**TESTO ESTRATTO:**
* * * * * * *
Trovando uno spazio più adatto nell'ascoltare una
fiaba antica, che parla, come quasi tutti i
bambini sanno, a differenza degli adulti, del
gioco affettivo, proprio i meno bravi disegnano e
scrivono senza risparmiarsi.
Lo sa bene l'insegnante di matematica e scienze di
una scuola media toscana, che durante un incontro
di aggiornamento in cui avevo chiesto se
ricordavano apprendimenti improvvisi e
sorprendenti, mi raccontò di Eratostene.
Voleva spiegare non so cosa sugli angoli, alla
fine di una lezione aveva detto ai suoi alunni di
fare, chi lo volesse, una ricerca su Eratostene, e
siccome l'aveva fatta anche un bambino del gruppo
dei meno bravi, lo aveva invitato ad esporre il
suo lavoro. Lei e tutta la classe erano rimasti
senza parole sentendo l'ampiezza e la precisione
del bambino, che non solo esponeva ampiamente la
storia di Eratostene, che per primo ha scoperto un
certo metodo di misurazione della terra, ma
anticipava quei collegamenti con la geometria già
spiegata in classe che l'insegnante voleva
proporre. Per questo exploit, al quale era seguito
un bel miglioramento nel suo interesse per le
lezioni e nel suo profitto, il bambino era stato
soprannominato Eratostene. È sempre rischioso
ipotizzare il gioco psichico che rende conto di
questi miracoli, ma è giusto comprendere che
spesso consideriamo miracoloso ciò che non
riusciamo a spiegare: la psicoanalisi, a partire
dalla paralisi di Elisabeth von R. curata da
Freud, è una scienza in quanto riesce a dar conto
con chiarezza di trasformazioni negative o
positive che per le altre scienze sono
incomprensibili. Tornando all'insegnante di
Eratostene, dissi agli insegnanti quale poteva
essere l'interpretazione di quel sorprendente
miglioramento nel rendimento del bambino. Nella
pubertà un bambino deve definire i propri genitori
per crescere, in questo caso la possibilità di
misurare con una geniale invenzione la terra
poteva aver significato per il bambino una nuova
possibilità simbolica di conoscere, misurare,
contenere, una madre altrimenti avvertita come
caotica, troppo grande. L'insegnante di scienze
guardandomi come se avessi avuto la palla di
cristallo, disse che il bambino aveva in effetti
problemi di anoressia.
* * * * * * *
**COMPITI ASSEGNATI:**
1. Riporta tutti i nomi propri di persona presenti nel testo estratto.
2. Secondo il testo estratto, quali materie insegnava l'insegnante della scuola media toscana?

**Esempi di etichettatura di punti:**
* * * * * * *
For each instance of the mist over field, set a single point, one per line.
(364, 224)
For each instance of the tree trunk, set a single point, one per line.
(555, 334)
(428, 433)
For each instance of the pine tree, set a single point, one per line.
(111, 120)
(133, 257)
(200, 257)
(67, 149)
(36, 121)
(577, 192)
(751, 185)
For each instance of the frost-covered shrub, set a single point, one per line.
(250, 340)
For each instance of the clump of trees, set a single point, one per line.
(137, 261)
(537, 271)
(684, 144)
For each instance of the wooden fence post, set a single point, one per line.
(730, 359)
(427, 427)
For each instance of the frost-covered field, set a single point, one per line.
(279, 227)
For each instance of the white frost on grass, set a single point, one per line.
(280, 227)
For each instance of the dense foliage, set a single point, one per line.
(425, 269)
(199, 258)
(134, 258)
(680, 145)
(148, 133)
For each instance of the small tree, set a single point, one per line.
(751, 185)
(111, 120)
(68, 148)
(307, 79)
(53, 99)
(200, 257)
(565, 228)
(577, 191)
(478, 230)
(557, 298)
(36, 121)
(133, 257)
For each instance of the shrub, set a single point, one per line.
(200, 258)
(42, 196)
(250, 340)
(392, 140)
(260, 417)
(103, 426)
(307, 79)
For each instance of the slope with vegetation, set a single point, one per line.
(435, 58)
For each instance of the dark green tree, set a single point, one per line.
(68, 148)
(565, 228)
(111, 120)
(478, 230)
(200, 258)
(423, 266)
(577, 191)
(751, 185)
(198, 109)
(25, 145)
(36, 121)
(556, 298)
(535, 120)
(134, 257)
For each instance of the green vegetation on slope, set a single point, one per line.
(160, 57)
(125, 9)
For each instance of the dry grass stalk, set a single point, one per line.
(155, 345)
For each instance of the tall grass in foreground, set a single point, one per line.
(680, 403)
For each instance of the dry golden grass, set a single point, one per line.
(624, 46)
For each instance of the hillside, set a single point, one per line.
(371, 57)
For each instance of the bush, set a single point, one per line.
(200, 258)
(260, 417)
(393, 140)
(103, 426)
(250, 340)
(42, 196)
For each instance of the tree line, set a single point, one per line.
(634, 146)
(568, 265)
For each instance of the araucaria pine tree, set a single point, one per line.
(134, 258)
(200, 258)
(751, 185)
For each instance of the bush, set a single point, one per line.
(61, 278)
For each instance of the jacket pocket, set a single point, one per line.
* * * * * * *
**RISPOSTE PER COMPITO:**
1. Eratostene, Elisabeth von R., Freud

2. Matematica e scienze.